Starting at the line that contains "Query: curb", return every line down to the end of the records below, exactly as written.

## Provided records
┏━━
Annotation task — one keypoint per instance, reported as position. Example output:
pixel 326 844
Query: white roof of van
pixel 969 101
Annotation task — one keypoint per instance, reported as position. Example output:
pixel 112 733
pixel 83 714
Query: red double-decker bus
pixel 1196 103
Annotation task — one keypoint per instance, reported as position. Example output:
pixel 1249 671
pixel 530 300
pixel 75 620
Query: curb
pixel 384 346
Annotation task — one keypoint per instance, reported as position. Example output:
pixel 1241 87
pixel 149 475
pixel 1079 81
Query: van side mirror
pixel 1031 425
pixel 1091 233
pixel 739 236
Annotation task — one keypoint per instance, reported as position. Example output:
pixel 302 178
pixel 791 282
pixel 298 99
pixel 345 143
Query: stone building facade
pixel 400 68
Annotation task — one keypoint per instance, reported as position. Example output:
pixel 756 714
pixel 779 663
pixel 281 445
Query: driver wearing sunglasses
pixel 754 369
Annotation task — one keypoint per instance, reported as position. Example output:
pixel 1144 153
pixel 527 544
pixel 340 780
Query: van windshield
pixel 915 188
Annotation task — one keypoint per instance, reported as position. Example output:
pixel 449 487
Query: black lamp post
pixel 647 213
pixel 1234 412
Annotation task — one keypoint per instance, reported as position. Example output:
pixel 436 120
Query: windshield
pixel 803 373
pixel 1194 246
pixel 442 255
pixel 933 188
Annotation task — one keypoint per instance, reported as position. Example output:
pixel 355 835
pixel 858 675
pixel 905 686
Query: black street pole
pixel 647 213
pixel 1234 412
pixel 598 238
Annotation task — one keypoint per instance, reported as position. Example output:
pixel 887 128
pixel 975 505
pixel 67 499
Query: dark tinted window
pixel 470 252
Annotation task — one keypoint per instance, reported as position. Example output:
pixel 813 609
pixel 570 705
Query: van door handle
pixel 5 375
┗━━
## Problem solution
Query: curb
pixel 384 346
Annotation task — one keypoint per instance, reported as position. Example output:
pixel 1241 87
pixel 149 475
pixel 1079 81
Query: van side mirror
pixel 1031 425
pixel 1091 233
pixel 739 236
Annotation task — one keypoint per instance, reported as position. Example output:
pixel 302 178
pixel 791 282
pixel 298 99
pixel 345 143
Query: stone building facade
pixel 400 68
Annotation task — one keypoint per instance, reported as position. Example output:
pixel 756 714
pixel 779 663
pixel 281 445
Query: driver wearing sunglasses
pixel 754 369
Annotation task — one keypoint per instance, reported as position. Example output:
pixel 1144 153
pixel 527 544
pixel 340 780
Query: van windshield
pixel 915 188
Annotation task — one keypoint per instance, reported as position. Example output:
pixel 449 487
Query: black lamp post
pixel 647 213
pixel 1234 412
Annotation task — one keypoint per instance, reported as position. Example output:
pixel 436 120
Query: windshield
pixel 803 373
pixel 1194 246
pixel 442 255
pixel 933 188
Annotation task — one keypoint per instance, reported as position. Example output:
pixel 355 835
pixel 858 675
pixel 905 686
Query: black street pole
pixel 647 213
pixel 1234 412
pixel 598 238
Annotation task — one keypoint per instance, reported as position. Example output:
pixel 887 128
pixel 975 505
pixel 67 499
Query: dark tinted window
pixel 470 252
Annotation task — one keypoint per instance, reported as position. Example output:
pixel 813 609
pixel 570 705
Query: van door handle
pixel 5 375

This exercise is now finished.